WORK TO COMPLETE:
Can you reproduce, word for word, the passage of the tourism advocacy article below from "Tourism advocacy for communities should" to "than just talking."?

SOURCE EXTRACT:
......

7 Ways Tourism Advocacy for Communities is Finally Making InroadsMay 10, 2023
As the U.S. Travel Association celebrates National Travel & Tourism Week, it’s prudent to take a look at how the tourism advocacy efforts of destination organizations are actually creating change for communities. In a slow but steady push across the industry, destination organizations have woken up to the realization that attracting travelers to land heads in bed isn’t cutting it. A purpose-driven future is about far more than heads in bed, it’s about championing a more equitable, more sustainable, more aspirational community for visitors and residents alike.
Tourism advocacy for communities should be at the heart of destination marketing. As an industry, we all need to serve our bottom line, bettering our local communities, and ensuring that increased visitor spend feeds into that goal. Whether it’s supporting diverse suppliers at convention centers or building training opportunities for locals in the hospitality industry, it’s time to make sure we’re doing more than just talking.
Our advocacy efforts aren’t perfect just yet, especially as we still settle down from the pandemic era disruptions to our entire industry. Still, rather than wait for big headlines to showcase the strides we’ve made, let’s take a moment to appreciate that change is bubbling up in destinations across the world. As DMOs are increasingly serving as advocates for their communities, we’re on our way to a better industry overall.

......

RECORDED DATA:
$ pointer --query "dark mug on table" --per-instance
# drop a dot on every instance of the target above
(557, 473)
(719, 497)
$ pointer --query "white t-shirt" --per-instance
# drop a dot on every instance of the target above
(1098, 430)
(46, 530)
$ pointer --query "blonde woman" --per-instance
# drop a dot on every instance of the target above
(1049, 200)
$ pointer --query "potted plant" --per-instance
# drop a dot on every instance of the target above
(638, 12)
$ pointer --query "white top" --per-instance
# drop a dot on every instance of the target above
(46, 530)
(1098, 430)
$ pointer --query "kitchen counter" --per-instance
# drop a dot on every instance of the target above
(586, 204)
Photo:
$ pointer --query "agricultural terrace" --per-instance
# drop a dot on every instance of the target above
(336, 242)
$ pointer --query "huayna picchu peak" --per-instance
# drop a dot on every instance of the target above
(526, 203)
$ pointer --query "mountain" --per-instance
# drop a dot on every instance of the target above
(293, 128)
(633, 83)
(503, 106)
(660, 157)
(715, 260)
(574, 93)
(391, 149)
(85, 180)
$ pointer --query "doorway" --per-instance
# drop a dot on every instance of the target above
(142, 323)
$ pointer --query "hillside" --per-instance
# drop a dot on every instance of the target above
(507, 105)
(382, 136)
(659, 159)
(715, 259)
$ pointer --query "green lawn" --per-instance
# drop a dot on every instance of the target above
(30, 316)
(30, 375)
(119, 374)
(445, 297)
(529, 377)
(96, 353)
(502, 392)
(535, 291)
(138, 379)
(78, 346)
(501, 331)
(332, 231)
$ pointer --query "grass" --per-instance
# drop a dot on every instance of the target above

......

SOLUTION TO THE EXERCISE:
Tourism advocacy for communities should be at the heart of destination marketing. As an industry, we all need to serve our bottom line, bettering our local communities, and ensuring that increased visitor spend feeds into that goal. Whether it’s supporting diverse suppliers at convention centers or building training opportunities for locals in the hospitality industry, it’s time to make sure we’re doing more than just talking.